[Data records]
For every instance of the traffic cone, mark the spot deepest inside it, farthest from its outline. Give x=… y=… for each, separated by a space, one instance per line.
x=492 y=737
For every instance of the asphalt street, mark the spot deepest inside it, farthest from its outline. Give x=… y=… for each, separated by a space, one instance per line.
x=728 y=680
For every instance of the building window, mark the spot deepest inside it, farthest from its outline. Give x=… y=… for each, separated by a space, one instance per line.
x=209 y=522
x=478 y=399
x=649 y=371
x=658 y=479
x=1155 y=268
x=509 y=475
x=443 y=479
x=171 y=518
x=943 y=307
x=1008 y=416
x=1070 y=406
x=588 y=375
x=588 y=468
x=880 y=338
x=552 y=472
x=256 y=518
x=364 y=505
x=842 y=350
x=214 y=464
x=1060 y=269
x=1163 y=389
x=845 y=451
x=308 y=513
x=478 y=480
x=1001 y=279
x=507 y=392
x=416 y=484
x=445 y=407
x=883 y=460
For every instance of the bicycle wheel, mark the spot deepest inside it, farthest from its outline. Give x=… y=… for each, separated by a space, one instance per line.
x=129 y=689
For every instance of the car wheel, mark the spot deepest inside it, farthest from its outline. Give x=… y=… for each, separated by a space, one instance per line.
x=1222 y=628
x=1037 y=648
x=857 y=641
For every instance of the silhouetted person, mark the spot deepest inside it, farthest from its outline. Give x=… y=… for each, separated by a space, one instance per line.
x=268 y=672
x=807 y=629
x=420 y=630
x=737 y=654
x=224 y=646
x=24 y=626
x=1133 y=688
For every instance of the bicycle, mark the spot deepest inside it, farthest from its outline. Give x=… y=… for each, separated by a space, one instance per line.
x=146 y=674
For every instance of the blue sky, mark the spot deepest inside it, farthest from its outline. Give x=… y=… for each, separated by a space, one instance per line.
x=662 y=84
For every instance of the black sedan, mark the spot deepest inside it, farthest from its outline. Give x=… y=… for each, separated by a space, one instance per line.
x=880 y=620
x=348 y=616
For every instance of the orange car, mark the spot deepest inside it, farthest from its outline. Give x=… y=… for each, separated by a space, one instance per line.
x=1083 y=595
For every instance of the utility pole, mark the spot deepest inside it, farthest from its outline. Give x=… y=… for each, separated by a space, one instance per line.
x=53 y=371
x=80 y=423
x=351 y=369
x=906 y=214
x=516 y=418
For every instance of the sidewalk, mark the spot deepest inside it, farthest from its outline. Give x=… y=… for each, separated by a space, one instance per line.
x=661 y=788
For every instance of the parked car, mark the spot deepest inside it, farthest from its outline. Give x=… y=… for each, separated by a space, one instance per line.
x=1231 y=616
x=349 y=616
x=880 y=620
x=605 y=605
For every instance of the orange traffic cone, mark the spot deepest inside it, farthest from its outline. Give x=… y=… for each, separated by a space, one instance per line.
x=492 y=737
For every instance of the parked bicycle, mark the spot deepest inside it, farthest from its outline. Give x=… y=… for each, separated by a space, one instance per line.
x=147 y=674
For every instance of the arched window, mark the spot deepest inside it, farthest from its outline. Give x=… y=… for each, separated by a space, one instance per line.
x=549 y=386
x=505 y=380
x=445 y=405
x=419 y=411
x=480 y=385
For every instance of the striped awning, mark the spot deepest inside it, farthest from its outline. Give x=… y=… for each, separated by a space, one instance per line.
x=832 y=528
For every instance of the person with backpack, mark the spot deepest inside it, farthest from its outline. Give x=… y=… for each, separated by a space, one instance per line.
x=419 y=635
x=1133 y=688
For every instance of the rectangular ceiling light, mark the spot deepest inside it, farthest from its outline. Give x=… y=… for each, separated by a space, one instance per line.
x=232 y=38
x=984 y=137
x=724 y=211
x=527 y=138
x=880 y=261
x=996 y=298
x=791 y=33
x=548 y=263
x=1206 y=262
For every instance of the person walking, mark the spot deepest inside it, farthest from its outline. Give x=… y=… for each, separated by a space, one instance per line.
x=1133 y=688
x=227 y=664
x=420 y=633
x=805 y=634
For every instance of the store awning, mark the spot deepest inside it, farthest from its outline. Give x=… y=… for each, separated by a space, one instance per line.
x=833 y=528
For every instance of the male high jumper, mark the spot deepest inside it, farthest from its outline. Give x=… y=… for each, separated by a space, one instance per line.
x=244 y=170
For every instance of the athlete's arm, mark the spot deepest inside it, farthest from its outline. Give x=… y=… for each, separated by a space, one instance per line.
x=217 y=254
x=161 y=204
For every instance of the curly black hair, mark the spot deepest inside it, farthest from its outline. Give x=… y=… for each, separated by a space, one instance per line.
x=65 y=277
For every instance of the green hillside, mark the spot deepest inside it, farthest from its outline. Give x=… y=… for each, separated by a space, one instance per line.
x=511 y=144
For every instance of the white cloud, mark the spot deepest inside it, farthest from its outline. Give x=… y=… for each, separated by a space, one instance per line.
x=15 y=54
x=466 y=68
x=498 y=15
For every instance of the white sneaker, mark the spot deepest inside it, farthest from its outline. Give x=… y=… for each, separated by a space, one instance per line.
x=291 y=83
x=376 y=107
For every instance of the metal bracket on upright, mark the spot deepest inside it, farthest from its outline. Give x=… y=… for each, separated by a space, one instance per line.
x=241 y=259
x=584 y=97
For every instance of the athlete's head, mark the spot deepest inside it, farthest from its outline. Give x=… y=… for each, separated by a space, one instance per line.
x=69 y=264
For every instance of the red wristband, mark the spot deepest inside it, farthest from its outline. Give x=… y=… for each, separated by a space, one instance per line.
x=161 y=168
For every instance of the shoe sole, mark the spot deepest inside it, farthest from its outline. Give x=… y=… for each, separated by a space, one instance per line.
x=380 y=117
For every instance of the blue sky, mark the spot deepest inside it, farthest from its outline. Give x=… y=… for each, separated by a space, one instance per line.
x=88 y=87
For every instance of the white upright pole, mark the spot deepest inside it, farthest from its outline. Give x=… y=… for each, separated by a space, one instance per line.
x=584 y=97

▶ _Task goal_: In full and without alteration, reproduce the records above.

▶ _Solution below_:
For every instance of the traffic cone, mark the spot deepest inside it, farthest from its outline. Give x=… y=… for each, separated by a space, one instance per line.
x=492 y=737
For every instance of the asphalt street, mark the spot deepest inside it, farthest from its outline. Give x=… y=… for each, separated by a space, one instance per line.
x=728 y=680
For every instance of the building window, mark the spot deepest inside it, farthest from its outline. Give x=… y=… for each, separated by a space, one instance per line.
x=209 y=522
x=478 y=399
x=649 y=371
x=658 y=479
x=1155 y=268
x=509 y=475
x=443 y=479
x=171 y=518
x=943 y=307
x=1008 y=416
x=1070 y=406
x=588 y=375
x=588 y=468
x=880 y=338
x=552 y=472
x=256 y=518
x=364 y=505
x=842 y=350
x=214 y=464
x=1060 y=269
x=1163 y=389
x=845 y=451
x=308 y=513
x=478 y=480
x=1001 y=279
x=507 y=392
x=416 y=484
x=445 y=407
x=883 y=460
For every instance of the bicycle wheel, mark the spot deepest inside it, farthest from its outline. Give x=… y=… for each, separated by a space, one instance per line.
x=129 y=689
For every instance of the car wheel, mark the spot deepest inside it, farthest from its outline. Give x=… y=… for each, separated by a space, one instance per line.
x=1222 y=628
x=1037 y=648
x=857 y=641
For every instance of the silhouetted person, mark the spot deepest inside it, farthest from its outline. Give x=… y=… for each, separated by a space, one instance per line.
x=268 y=672
x=807 y=629
x=420 y=630
x=737 y=654
x=224 y=646
x=24 y=626
x=1133 y=688
For every instance of the bicycle, mark the spot deepest inside it, farthest from its outline. Give x=… y=… for each, separated by a space, one instance per line.
x=146 y=674
For every instance of the blue sky, mark the spot deepest inside it, farthest from its outline. Give x=… y=… for each, separated by a space, one instance per line.
x=662 y=84
For every instance of the black sedan, mark the spot deepest inside it, farthest from its outline. Give x=… y=… for each, separated by a space, one instance per line.
x=880 y=620
x=348 y=616
For every instance of the orange car, mark the spot deepest inside it, farthest from its outline. Give x=… y=… for each, separated by a space, one instance per line.
x=1083 y=595
For every instance of the utility pole, mark the spot deepest inside it, farthest from its outline. Give x=… y=… for each, separated by a space, one instance per line.
x=53 y=371
x=80 y=423
x=351 y=369
x=906 y=214
x=516 y=418
For every instance of the sidewalk, mark the spot deepest inside it, farthest from its outline. Give x=… y=… for each, separated by a space, one instance per line.
x=661 y=788
For every instance of the parked car, mark the spot deepest inside it, farthest from its outline. Give x=… y=… for each, separated by a space, one instance per line.
x=1231 y=616
x=349 y=616
x=880 y=620
x=605 y=605
For every instance of the orange traffic cone, mark the spot deepest inside it, farthest from its outline. Give x=… y=… for each, separated by a space, one instance per line.
x=492 y=737
For every instance of the parked bicycle, mark the spot deepest inside it, farthest from its outline. Give x=… y=… for each, separated by a space, one instance per line.
x=147 y=674
For every instance of the arched window, mark the spot deepest inside it, farthest from its outline. Give x=… y=… for each, separated by a space, one instance per line.
x=549 y=386
x=505 y=380
x=445 y=405
x=419 y=411
x=480 y=385
For every instance of the striped awning, mark the spot deepest inside it, farthest from its outline. Give x=… y=… for each, separated by a space, one instance per line.
x=832 y=528
For every instance of the person with backpack, mark the spot deepest inside it, farthest from its outline. Give x=… y=… for each, separated by a space, one instance per line.
x=419 y=635
x=1133 y=688
For every instance of the rectangular ceiling light, mark the spot deepest inside it, farthest from its outline. Give x=… y=… for each, separated by a space, one instance per line.
x=232 y=38
x=984 y=137
x=724 y=211
x=527 y=138
x=880 y=261
x=996 y=298
x=791 y=33
x=548 y=263
x=1206 y=262
For every instance of the person walking, mark the spot deepest inside it, farthest from its outline. Give x=… y=… for each, separated by a space, one instance per line.
x=1133 y=688
x=227 y=664
x=420 y=633
x=805 y=634
For every instance of the store awning, mark the spot deepest inside it, farthest from its outline. Give x=… y=… for each, separated by a space, one instance per line.
x=833 y=528
For every instance of the male high jumper, mark the spot deepest inside it, farthest from its outline. Give x=… y=… for each, separated by a space, one instance per line.
x=244 y=170
For every instance of the athlete's arm, mark the spot deepest inside it, farthest from its outline. Give x=… y=… for each, separated by a space, one instance per line.
x=217 y=254
x=161 y=204
For every instance of the curly black hair, mark the spot deepest inside it, farthest from its outline. Give x=… y=… for each, separated by a space, one instance per line.
x=65 y=277
For every instance of the green hillside, mark the spot deepest inside it, farthest from its outline. Give x=… y=… for each, separated by a space, one instance per line.
x=511 y=144
For every instance of the white cloud, mark the spot deepest inside it, farthest from its outline. Give x=… y=… for each, separated by a space, one instance per line.
x=15 y=54
x=466 y=68
x=498 y=15
For every instance of the white sneaker, mark the spot deepest inside it, farthest from its outline. Give x=… y=… for each, separated by a space, one instance per line.
x=291 y=83
x=376 y=107
For every instance of the metal bracket on upright, mark the spot deepest inside it, farthest from its outline. Give x=… y=… for each, separated by a space, one instance per line.
x=241 y=259
x=584 y=97
For every instance of the athlete's head, mark the spot deepest inside it, farthest from its outline. Give x=… y=… for each, separated by a space, one instance per line.
x=69 y=264
For every instance of the red wristband, mark the spot deepest inside it, farthest from its outline. Give x=… y=… for each, separated by a space, one instance per line.
x=161 y=168
For every instance of the shoe sole, mark the spot deepest inside it, farthest from its outline. Give x=… y=… for each, separated by a space, one instance per line.
x=380 y=117
For every instance of the blue sky, mark the spot deepest inside it, farthest from its outline. Give x=… y=… for each, separated by a space, one instance per line.
x=88 y=87
For every instance of the white upright pole, mark the spot deepest inside it, farthest from its outline. Give x=… y=… for each, separated by a space, one instance per line.
x=584 y=97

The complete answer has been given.